**Your objective**
Convert every line of the rows below into a Markdown table with the columns No and Line. Number the lines in order and leave out blank lines.

# # # # # # #

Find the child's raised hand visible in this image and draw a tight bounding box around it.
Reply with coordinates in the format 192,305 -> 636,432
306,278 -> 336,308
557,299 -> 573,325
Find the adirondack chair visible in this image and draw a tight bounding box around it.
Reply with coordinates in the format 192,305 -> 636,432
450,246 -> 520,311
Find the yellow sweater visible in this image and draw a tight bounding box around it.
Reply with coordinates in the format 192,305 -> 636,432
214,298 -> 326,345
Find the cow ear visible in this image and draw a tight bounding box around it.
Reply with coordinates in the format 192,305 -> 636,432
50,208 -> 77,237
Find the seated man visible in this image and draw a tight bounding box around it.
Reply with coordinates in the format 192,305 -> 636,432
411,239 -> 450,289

# # # # # # #

**Final answer**
| No | Line |
|---|---|
| 1 | Find the child's raised hand visible in this image and draw a tight bounding box around it. |
| 2 | Reply with coordinates in the format 192,305 -> 636,432 |
| 3 | 306,278 -> 336,308 |
| 4 | 557,299 -> 573,325 |
| 5 | Find the adirondack chair visible in this image and draw a tight bounding box around it. |
| 6 | Reply with coordinates in the format 192,305 -> 636,432 |
| 7 | 450,246 -> 520,311 |
| 8 | Find the yellow sweater visible in this image and draw a tight bounding box around it. |
| 9 | Reply with coordinates in the format 192,305 -> 636,432 |
| 10 | 214,298 -> 326,345 |
| 11 | Find the cow ear visible in this image and draw a tight bounding box around it. |
| 12 | Reply with coordinates in the format 192,305 -> 636,432 |
| 13 | 50,208 -> 77,237 |
| 14 | Find the seated man visible in this image and draw a tight bounding box around it. |
| 15 | Reply with coordinates in the format 192,305 -> 636,432 |
| 16 | 411,239 -> 450,289 |